It was ominous stuff from the club seeking a third consecutive Wembley final. After weathering the First Division side's first wind, they broke out to score through the livewire Ryan Giggs, consolidated their flowing second-half performance with Paul Parker's first goal for three years and gilded it with a deserved tap-in for Eric Cantona.
The only interruption to the flow came late in the game when a linesman, Jeff Pettit, had to have treatment after being struck above the left eye by a 10 pence coin thrown from a Reading section of the crowd, an incident that the referee, Jeff Winter, will report to the FA. During the delay, Cantona gently lobbed back another object, a banana, on to the terraces. It was all Reading got from him yesterday.
United's display was a blueprint for any Premiership side faced with a tricky away tie on a bare, bumpy surface, one still bearing traces of 20 tons of sand recently cleared. It was, however, comfortably playable, having been covered with plastic sheeting borrowed from Wembley.
With commendable appetite, Steve Bruce and Gary Neville resolute in their defence, United emphasised the difference between the two tiers - when mistakes were made, they profited; when chances arrived at crucial times, they were taken. "Reading are a footballing side," United's Alex Ferguson said, "but once we quelled their attack, we created plenty of opportunities ourselves." It was an apt summary.
Despite the pitch not being conducive to their own passing style, Reading began the game brightly and carved out the better openings, their 36-year- old joint player-manager, Mick Gooding, at the hub of them.

■ GIVEN INFORMATION:
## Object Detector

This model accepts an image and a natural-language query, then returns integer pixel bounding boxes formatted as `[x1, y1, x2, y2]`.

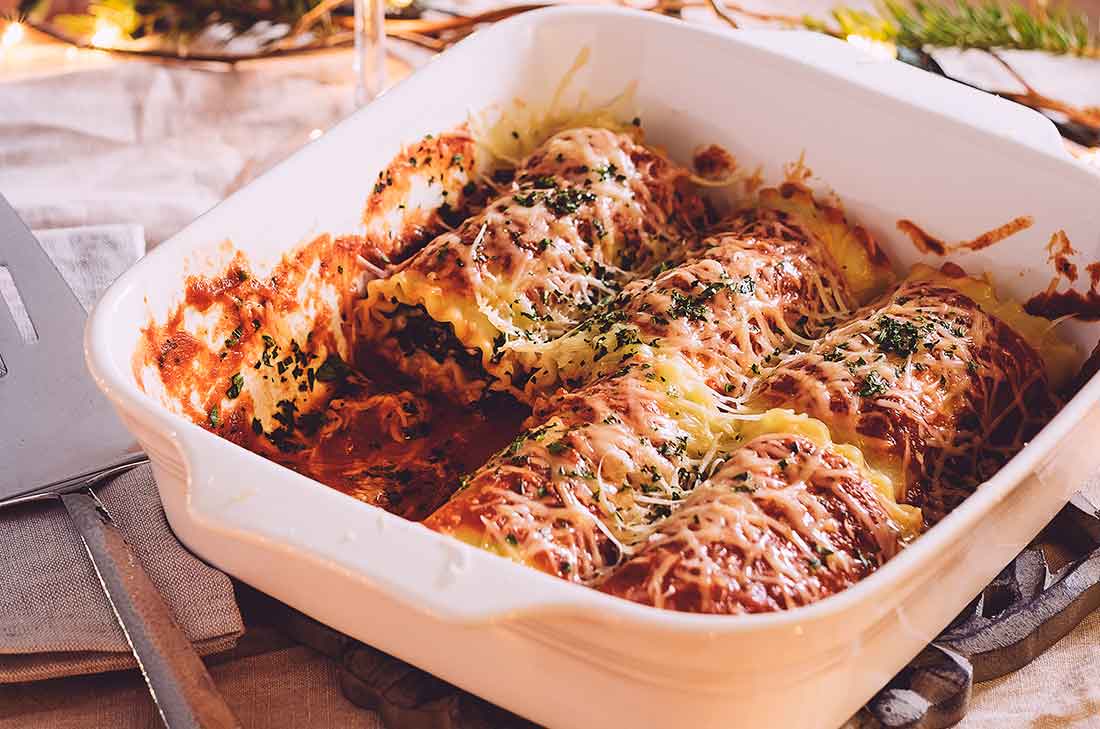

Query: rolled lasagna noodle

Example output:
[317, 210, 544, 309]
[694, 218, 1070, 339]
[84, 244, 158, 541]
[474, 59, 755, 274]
[600, 410, 921, 614]
[425, 361, 729, 582]
[429, 186, 890, 581]
[359, 129, 703, 402]
[527, 185, 891, 400]
[751, 265, 1074, 526]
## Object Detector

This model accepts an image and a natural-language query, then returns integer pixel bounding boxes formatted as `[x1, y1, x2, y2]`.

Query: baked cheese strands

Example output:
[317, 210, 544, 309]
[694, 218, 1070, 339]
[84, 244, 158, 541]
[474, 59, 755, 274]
[527, 184, 892, 401]
[750, 264, 1074, 526]
[600, 410, 921, 614]
[358, 129, 703, 402]
[425, 361, 732, 582]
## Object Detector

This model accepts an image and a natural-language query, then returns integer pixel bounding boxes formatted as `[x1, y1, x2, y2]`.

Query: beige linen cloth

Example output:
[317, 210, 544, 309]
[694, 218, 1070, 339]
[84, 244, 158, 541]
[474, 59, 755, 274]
[0, 11, 1100, 729]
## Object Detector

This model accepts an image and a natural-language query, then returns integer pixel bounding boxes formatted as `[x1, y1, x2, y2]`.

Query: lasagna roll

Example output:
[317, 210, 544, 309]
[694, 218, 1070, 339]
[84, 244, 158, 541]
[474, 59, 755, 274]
[425, 361, 732, 583]
[751, 265, 1074, 526]
[527, 185, 892, 400]
[358, 129, 703, 404]
[598, 410, 920, 614]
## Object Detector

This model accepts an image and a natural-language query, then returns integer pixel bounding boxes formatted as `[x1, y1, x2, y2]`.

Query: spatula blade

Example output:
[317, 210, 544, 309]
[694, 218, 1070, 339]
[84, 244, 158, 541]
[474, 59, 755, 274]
[0, 196, 139, 501]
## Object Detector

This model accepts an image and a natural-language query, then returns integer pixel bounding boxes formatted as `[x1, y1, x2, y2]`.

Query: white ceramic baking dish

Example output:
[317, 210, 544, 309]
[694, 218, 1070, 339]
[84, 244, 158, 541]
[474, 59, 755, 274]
[87, 9, 1100, 729]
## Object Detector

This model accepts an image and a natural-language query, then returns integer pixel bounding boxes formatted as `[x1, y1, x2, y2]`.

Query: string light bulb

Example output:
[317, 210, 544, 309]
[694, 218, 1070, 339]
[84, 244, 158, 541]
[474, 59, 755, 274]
[0, 21, 26, 48]
[844, 33, 898, 60]
[88, 18, 122, 48]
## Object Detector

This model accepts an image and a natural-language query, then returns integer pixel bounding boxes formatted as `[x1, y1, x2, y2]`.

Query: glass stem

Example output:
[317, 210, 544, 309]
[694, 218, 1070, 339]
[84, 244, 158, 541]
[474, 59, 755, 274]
[355, 0, 386, 107]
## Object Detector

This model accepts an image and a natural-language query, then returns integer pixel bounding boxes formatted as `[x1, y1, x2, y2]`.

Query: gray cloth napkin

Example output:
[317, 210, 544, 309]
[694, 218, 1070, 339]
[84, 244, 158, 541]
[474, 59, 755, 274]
[0, 225, 244, 683]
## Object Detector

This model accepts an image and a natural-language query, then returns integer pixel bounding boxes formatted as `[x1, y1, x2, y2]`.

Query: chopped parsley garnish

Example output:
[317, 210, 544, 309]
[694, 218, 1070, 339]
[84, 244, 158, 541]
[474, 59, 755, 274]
[547, 189, 596, 216]
[226, 373, 244, 400]
[226, 327, 244, 350]
[859, 372, 890, 397]
[875, 317, 932, 357]
[314, 353, 351, 383]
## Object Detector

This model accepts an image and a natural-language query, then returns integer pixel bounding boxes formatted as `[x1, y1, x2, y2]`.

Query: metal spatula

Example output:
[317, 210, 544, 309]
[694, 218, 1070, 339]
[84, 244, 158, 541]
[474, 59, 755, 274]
[0, 197, 239, 729]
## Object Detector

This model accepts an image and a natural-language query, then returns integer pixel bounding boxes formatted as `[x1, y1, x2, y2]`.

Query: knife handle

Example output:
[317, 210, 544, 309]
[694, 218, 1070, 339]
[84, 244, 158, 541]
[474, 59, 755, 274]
[61, 490, 241, 729]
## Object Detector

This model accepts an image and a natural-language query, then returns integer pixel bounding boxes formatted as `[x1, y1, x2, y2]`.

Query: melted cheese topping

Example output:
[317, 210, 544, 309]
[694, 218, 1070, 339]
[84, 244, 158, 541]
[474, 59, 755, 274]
[527, 219, 853, 402]
[600, 413, 919, 614]
[359, 129, 702, 401]
[751, 264, 1057, 524]
[426, 360, 736, 582]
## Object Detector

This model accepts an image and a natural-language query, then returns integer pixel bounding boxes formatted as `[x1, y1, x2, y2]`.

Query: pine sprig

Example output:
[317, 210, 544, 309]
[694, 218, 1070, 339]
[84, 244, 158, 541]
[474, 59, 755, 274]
[803, 0, 1100, 57]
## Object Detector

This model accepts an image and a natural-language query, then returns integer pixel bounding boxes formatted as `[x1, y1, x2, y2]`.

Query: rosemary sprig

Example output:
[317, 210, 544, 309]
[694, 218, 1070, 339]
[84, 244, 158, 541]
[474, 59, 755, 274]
[802, 0, 1100, 58]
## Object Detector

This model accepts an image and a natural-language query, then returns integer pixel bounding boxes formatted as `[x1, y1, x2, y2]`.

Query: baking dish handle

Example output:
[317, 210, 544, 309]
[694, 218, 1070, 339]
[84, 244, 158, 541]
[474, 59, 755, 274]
[736, 30, 1068, 159]
[172, 431, 592, 626]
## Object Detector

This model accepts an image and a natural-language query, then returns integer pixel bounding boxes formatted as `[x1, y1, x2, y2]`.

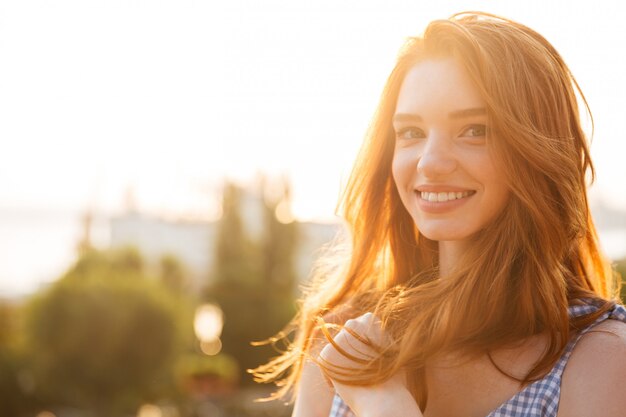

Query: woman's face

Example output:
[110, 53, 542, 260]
[392, 58, 509, 241]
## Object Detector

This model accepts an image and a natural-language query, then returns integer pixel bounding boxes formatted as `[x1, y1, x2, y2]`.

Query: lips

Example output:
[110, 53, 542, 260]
[415, 190, 476, 214]
[418, 190, 476, 202]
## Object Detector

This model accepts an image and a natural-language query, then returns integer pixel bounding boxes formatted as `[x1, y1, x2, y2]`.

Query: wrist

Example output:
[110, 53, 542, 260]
[357, 387, 423, 417]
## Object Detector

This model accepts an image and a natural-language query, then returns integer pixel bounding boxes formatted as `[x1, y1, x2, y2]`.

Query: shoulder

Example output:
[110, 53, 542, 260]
[558, 320, 626, 417]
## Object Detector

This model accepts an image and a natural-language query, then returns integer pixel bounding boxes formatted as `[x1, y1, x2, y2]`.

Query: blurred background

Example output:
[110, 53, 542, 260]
[0, 0, 626, 417]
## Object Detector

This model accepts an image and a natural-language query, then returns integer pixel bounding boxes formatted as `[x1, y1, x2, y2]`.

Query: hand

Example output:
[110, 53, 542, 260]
[319, 313, 422, 417]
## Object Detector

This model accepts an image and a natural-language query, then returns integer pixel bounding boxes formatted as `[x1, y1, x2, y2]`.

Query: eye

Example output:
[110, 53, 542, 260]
[396, 127, 426, 140]
[461, 125, 487, 138]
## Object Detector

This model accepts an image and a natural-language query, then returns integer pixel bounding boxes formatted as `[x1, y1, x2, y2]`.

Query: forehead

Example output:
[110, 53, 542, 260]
[396, 58, 485, 117]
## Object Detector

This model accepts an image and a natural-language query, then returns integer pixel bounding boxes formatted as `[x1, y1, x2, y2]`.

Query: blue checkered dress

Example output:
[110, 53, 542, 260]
[329, 300, 626, 417]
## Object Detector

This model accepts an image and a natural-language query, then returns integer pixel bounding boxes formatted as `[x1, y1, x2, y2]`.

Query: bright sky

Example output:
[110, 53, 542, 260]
[0, 0, 626, 219]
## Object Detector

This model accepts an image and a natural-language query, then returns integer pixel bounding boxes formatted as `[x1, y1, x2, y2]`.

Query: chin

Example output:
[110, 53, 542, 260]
[418, 227, 471, 241]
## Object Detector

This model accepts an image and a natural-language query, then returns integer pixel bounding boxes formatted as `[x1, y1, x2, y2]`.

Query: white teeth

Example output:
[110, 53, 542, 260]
[420, 191, 473, 202]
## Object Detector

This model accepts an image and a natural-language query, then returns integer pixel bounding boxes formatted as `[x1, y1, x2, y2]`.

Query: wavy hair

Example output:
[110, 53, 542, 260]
[253, 12, 619, 406]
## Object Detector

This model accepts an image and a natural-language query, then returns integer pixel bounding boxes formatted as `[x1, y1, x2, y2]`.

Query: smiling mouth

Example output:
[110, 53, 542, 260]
[416, 190, 476, 203]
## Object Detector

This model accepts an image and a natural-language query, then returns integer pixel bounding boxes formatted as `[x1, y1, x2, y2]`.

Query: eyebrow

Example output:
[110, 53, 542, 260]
[393, 107, 487, 123]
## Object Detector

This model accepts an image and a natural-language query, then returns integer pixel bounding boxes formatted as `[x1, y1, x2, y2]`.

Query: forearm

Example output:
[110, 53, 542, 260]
[335, 384, 423, 417]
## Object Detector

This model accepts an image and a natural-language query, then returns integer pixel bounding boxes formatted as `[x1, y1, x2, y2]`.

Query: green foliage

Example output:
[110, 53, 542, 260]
[0, 303, 27, 416]
[25, 250, 181, 416]
[207, 180, 297, 383]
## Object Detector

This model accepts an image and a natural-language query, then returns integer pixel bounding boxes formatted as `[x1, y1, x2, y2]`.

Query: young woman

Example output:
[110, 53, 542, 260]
[256, 13, 626, 417]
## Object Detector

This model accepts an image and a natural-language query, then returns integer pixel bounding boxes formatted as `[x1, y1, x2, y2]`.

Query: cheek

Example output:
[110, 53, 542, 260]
[391, 149, 415, 186]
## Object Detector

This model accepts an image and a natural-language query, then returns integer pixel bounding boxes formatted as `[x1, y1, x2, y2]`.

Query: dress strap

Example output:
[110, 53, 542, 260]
[550, 299, 626, 379]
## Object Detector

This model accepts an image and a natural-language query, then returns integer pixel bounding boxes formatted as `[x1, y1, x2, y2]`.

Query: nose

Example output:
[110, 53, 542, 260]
[417, 133, 457, 178]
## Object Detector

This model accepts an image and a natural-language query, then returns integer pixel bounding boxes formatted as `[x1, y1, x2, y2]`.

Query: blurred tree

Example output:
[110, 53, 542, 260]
[207, 182, 297, 383]
[25, 250, 188, 417]
[614, 258, 626, 303]
[0, 302, 28, 416]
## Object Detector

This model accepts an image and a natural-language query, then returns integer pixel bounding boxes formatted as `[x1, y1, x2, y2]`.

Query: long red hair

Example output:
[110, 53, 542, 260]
[254, 12, 618, 405]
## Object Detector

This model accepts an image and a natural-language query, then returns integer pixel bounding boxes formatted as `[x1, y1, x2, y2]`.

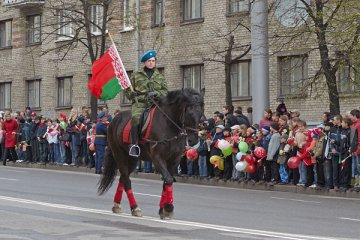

■ WHAT IS ASKED:
A) Duplicate the match report word for word, from "Despite the pitch" to "hub of them.".
B) Write the next part of the report on United's cup tie at Reading, starting after its final sentence.

■ ANSWER LIST:
A)
Despite the pitch not being conducive to their own passing style, Reading began the game brightly and carved out the better openings, their 36-year- old joint player-manager, Mick Gooding, at the hub of them.

B)
From his left-wing cross, Jimmy Quinn, also 36, also player-manager, profited from Gary Neville's weak header to send in a shot that Trevor Morley turned just wide, then Lee Nogan just failed to get on the end of a low cross by Gooding.
Gradually, though, United came to terms with the task and the conditions and Cantona, having given the ball away too easily in early exchanges, asserted himself as the game's stylishly dominant figure.
Lee Sharpe also found room and put Philip Neville in for a shot that Nicky Hammond saved well. From a similar chance not long after, United claimed a lead.
This time Sharpe robbed Michael Gilkes on the edge of the Reading area, danced past a challenge and got in a shot, that Hammond again kept out. Giggs, though, was on hand and slammed the ball home.
It was proper reward for Giggs, who worked tirelessly back on the right flank of his own defence and was a constant threat to Reading's. It was hard on Hammond, however. One of Reading's seven keepers used this season, he has recently recovered from chicken pox.
It was Reading who had had the spots knocked off them and United were never in trouble thereafter. Parker's goal came from an intended cross within a few minutes of his arrival as a substitute. The only surprise was that it took so long to addthe third.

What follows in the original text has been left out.